▸ **YOUR TASK**
Your job is to retype all of the data word for word, leaving every image out.

▸ **TASK MATERIAL**

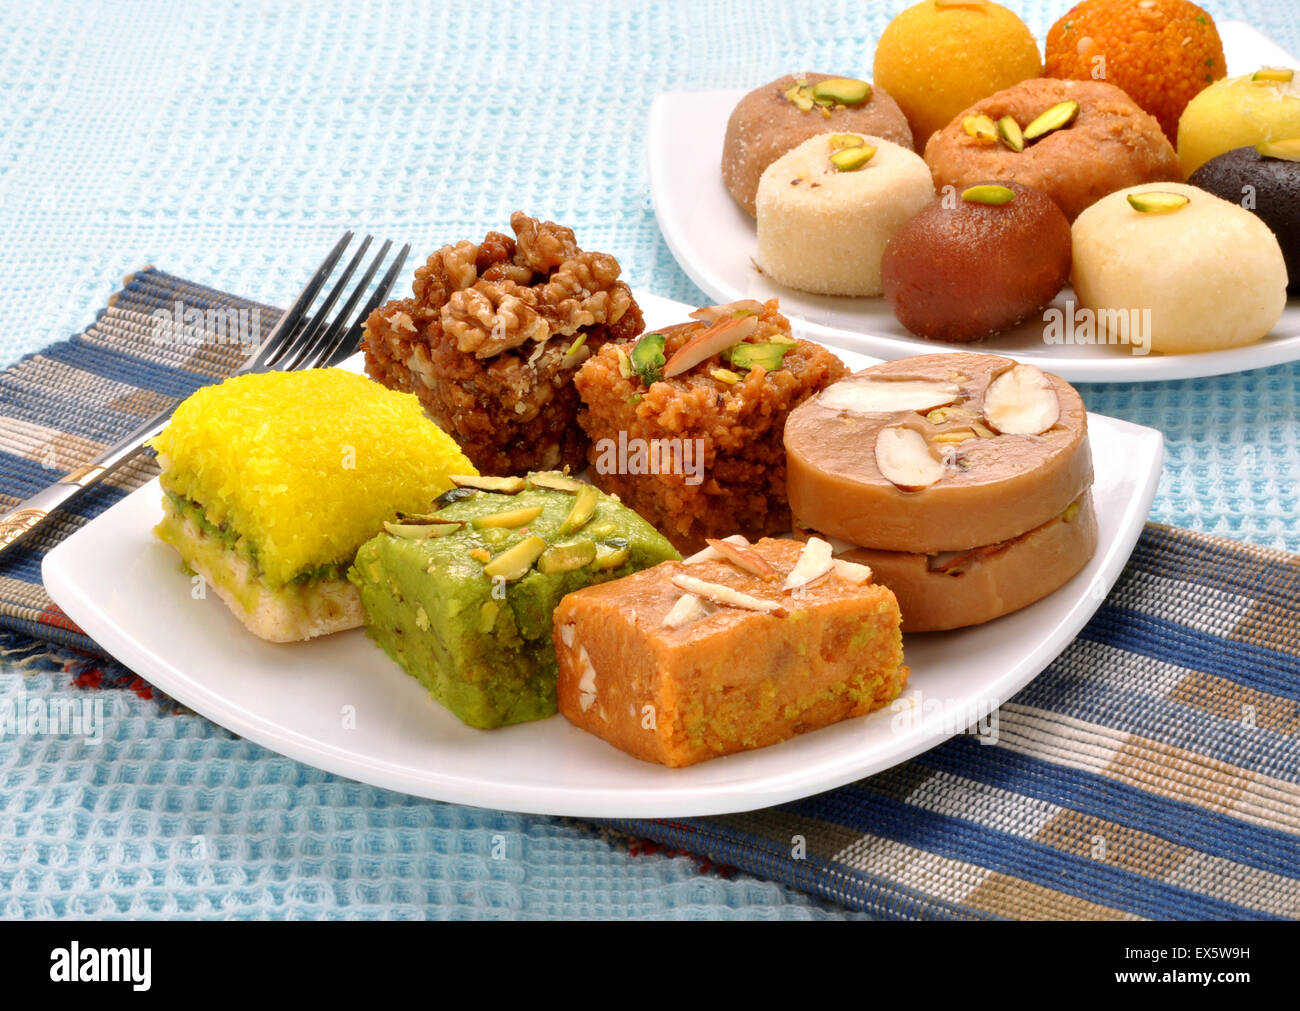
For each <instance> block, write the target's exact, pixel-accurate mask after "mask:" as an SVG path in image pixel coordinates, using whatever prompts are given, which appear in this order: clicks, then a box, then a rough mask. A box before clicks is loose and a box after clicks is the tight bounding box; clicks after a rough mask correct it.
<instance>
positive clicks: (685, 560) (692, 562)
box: [681, 534, 749, 565]
mask: <svg viewBox="0 0 1300 1011" xmlns="http://www.w3.org/2000/svg"><path fill="white" fill-rule="evenodd" d="M723 541H725V542H727V543H728V544H736V546H737V547H749V541H746V539H745V535H744V534H732V535H731V537H724V538H723ZM722 560H723V552H722V551H719V550H718V548H715V547H712V546H710V547H702V548H699V551H697V552H695V554H694V555H690V556H689V557H684V559H682V560H681V564H682V565H698V564H699V563H701V561H722Z"/></svg>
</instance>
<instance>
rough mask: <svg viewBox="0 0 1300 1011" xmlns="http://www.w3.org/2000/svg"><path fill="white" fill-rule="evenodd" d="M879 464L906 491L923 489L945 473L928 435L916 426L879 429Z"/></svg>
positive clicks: (897, 483) (926, 486)
mask: <svg viewBox="0 0 1300 1011" xmlns="http://www.w3.org/2000/svg"><path fill="white" fill-rule="evenodd" d="M876 467H878V468H880V474H881V476H883V477H884V478H885V481H888V482H889V483H892V485H894V486H896V487H898V489H901V490H904V491H920V490H922V489H927V487H930V486H931V485H933V483H935V482H936V481H939V478H941V477H943V476H944V464H943V461H941V460H936V459H935V456H933V454H931V451H930V446H928V444H927V443H926V437H924V435H922V434H920V433H919V431H917V430H915V429H904V428H893V429H880V431H879V433H876Z"/></svg>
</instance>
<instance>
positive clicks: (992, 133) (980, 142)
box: [962, 116, 997, 144]
mask: <svg viewBox="0 0 1300 1011" xmlns="http://www.w3.org/2000/svg"><path fill="white" fill-rule="evenodd" d="M962 130H965V131H966V134H967V136H972V138H975V140H976V142H978V143H980V144H996V143H997V123H995V122H993V121H992V120H991V118H989V117H988V116H967V117H965V118H963V120H962Z"/></svg>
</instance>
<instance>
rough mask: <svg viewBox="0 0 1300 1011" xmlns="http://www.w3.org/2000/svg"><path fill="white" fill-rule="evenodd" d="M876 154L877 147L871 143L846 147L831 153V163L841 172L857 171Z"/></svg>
mask: <svg viewBox="0 0 1300 1011" xmlns="http://www.w3.org/2000/svg"><path fill="white" fill-rule="evenodd" d="M875 156H876V149H875V148H874V147H872V146H871V144H863V146H862V147H846V148H844V149H842V151H836V152H835V153H833V155H831V164H832V165H835V168H836V169H839V170H840V172H857V170H858V169H861V168H862V166H863V165H866V164H867V162H868V161H871V159H874V157H875Z"/></svg>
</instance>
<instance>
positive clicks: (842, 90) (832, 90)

▸ **REPLY TO THE EXERCISE**
For each <instance> block, write the target's exact, pixel-accurate mask after "mask:" as an SVG path in image pixel coordinates, using whatever prompts are given, which appear in this order: clicks, then a box, then a rough mask. A box before clicks is loose and a box after clicks is the tight bounding box; clicks after a rough mask correct it.
<instance>
positive clicks: (685, 560) (692, 562)
box: [681, 534, 749, 565]
mask: <svg viewBox="0 0 1300 1011" xmlns="http://www.w3.org/2000/svg"><path fill="white" fill-rule="evenodd" d="M723 541H725V542H727V543H728V544H736V546H737V547H749V541H746V539H745V535H744V534H732V535H731V537H724V538H723ZM722 560H723V552H722V551H719V550H718V548H715V547H712V546H710V547H702V548H699V551H697V552H695V554H694V555H690V556H689V557H684V559H682V560H681V564H682V565H698V564H699V563H701V561H722Z"/></svg>
</instance>
<instance>
rough mask: <svg viewBox="0 0 1300 1011" xmlns="http://www.w3.org/2000/svg"><path fill="white" fill-rule="evenodd" d="M879 464L906 491L923 489L945 473L928 435L916 426L879 429Z"/></svg>
positive clicks: (897, 483) (926, 486)
mask: <svg viewBox="0 0 1300 1011" xmlns="http://www.w3.org/2000/svg"><path fill="white" fill-rule="evenodd" d="M876 467H878V468H880V474H881V476H883V477H884V478H885V481H888V482H889V483H892V485H894V486H896V487H898V489H901V490H904V491H920V490H922V489H927V487H930V486H931V485H933V483H935V482H936V481H939V478H941V477H943V476H944V464H943V461H941V460H936V459H935V456H933V454H931V451H930V446H928V444H927V443H926V437H924V435H922V434H920V433H919V431H917V430H915V429H904V428H893V429H880V431H879V433H876Z"/></svg>
</instance>
<instance>
positive clicks: (992, 133) (980, 142)
box: [962, 116, 997, 144]
mask: <svg viewBox="0 0 1300 1011" xmlns="http://www.w3.org/2000/svg"><path fill="white" fill-rule="evenodd" d="M962 130H965V131H966V134H967V136H972V138H975V140H976V142H978V143H980V144H996V143H997V123H995V122H993V121H992V120H991V118H989V117H988V116H967V117H965V118H963V120H962Z"/></svg>
</instance>
<instance>
rough mask: <svg viewBox="0 0 1300 1011" xmlns="http://www.w3.org/2000/svg"><path fill="white" fill-rule="evenodd" d="M876 154L877 147L871 143L846 147L831 153V163L841 172L857 171Z"/></svg>
mask: <svg viewBox="0 0 1300 1011" xmlns="http://www.w3.org/2000/svg"><path fill="white" fill-rule="evenodd" d="M875 156H876V149H875V148H874V147H872V146H871V144H863V146H862V147H846V148H844V149H842V151H836V152H835V153H833V155H831V164H832V165H835V168H836V169H839V170H840V172H857V170H858V169H861V168H862V166H863V165H866V164H867V162H868V161H871V159H874V157H875Z"/></svg>
</instance>
<instance>
positive clicks: (842, 90) (832, 90)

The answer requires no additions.